State how many lines in the data below contain the string "between". Give only the number.

--- begin DATA IN THIS EXERCISE ---

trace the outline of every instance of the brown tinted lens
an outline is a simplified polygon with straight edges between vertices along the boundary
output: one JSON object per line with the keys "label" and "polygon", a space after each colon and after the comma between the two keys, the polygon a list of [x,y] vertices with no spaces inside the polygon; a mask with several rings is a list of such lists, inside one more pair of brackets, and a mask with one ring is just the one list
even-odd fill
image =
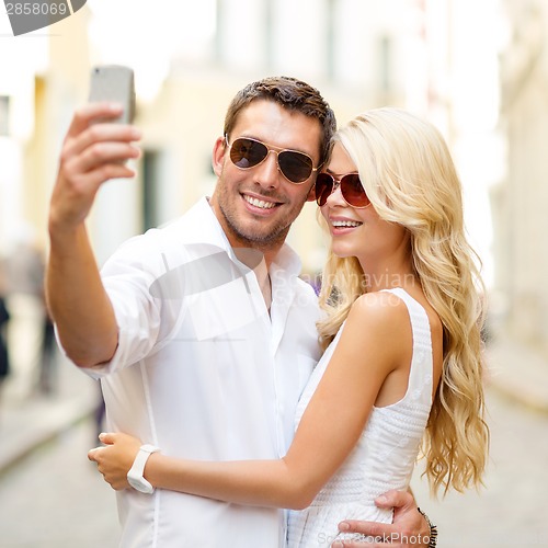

--- end DATA IN THIS EXERCISE ---

THE OUTPUT
2